ILLINOIS APPELLATE COURT SECOND DISTRICT REVERSED AND REMANDED.
OPINION FILED JUNE 20, 1986.
THE PEOPLE OF THE STATE OF ILLINOIS, PLAINTIFF-APPELLANT,
MATTHEW T. DOHERTY, DEFENDANT-APPELLEE.
Appeal from the Circuit Court of Du Page County; the Hon.
Philip J. Equi, Judge, presiding.
JUSTICE SCHNAKE DELIVERED THE OPINION OF THE COURT:
Following a hearing conducted pursuant to the implied-consent provisions of section 11-501.1 of the Illinois Vehicle Code (Ill. Rev. Stat. 1983, ch. 95 1/2, par. 11-501.1), the trial court found that the State had failed to produce evidence that the defendant refused to submit to a breathalyzer test and, thus, granted the defendant, Matthew Doherty, his motion to dismiss the State's petition. The State appeals from that decision, contending that the trial court's finding is against the manifest weight of the evidence. For the reasons set forth below, we reverse.
At the hearing, Officer Petrick of the Carol Stream police department testified that on August 25, 1984, he received a dispatch concerning a possible drunk driver on North Avenue. He received a description of the vehicle and subsequently observed a blue AMC Alliance heading eastbound on North Avenue. He observed it make numerous lane changes without signaling. Officer Petrick activated his siren and stopped the car.
The officer asked the driver, later determined to be the defendant, to roll down his window. At this time he noticed the odor of alcohol and vomit. The officer then asked the defendant to exit the vehicle which the defendant could not do without bracing himself against the door and roof of the car. The officer also observed vomit and an empty beer can in the vehicle.
On this basis the officer arrested the defendant for driving under the influence of alcohol and read him the implied-consent warnings. The officer then transported the defendant to the station where he again advised the defendant of the implied-consent warnings. At the station the defendant agreed to take the breathalyzer test. Officer Blaha, the breathalyzer operator, first instructed the defendant on the correct procedure. The defendant then took the mouthpiece, but did not seal his lips around it, and thus, when he blew threw it, air escaped around the mouthpiece. The officers allowed the defendant 8 to 10 attempts. With each attempt, however, the defendant did not make a proper seal over the mouthpiece, and air escaped around it. Consequently, the machine registered no reading.

### Exercise set
**A)** Please transcribe a passage from the court opinion word for word, starting at the words "OPINION FILED JUNE" and ending after "Equi, Judge, presiding.".
**B)** In the court opinion, what car did Officer Petrick see heading eastbound on North Avenue?
Rely only on the court opinion for your answers.

Source data
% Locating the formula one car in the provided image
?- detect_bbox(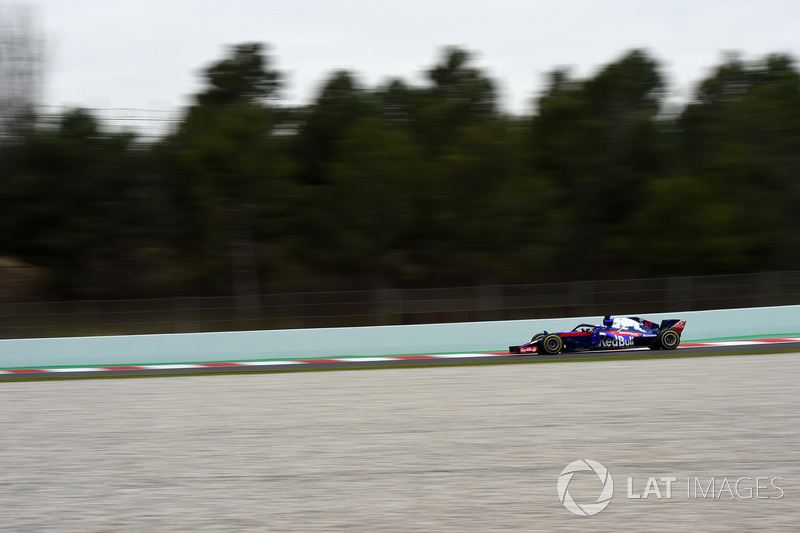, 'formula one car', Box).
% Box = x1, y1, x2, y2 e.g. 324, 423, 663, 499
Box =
508, 316, 686, 355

### Expected responses
**A)**
OPINION FILED JUNE 20, 1986.
THE PEOPLE OF THE STATE OF ILLINOIS, PLAINTIFF-APPELLANT,
MATTHEW T. DOHERTY, DEFENDANT-APPELLEE.
Appeal from the Circuit Court of Du Page County; the Hon.
Philip J. Equi, Judge, presiding.

**B)** A blue AMC Alliance.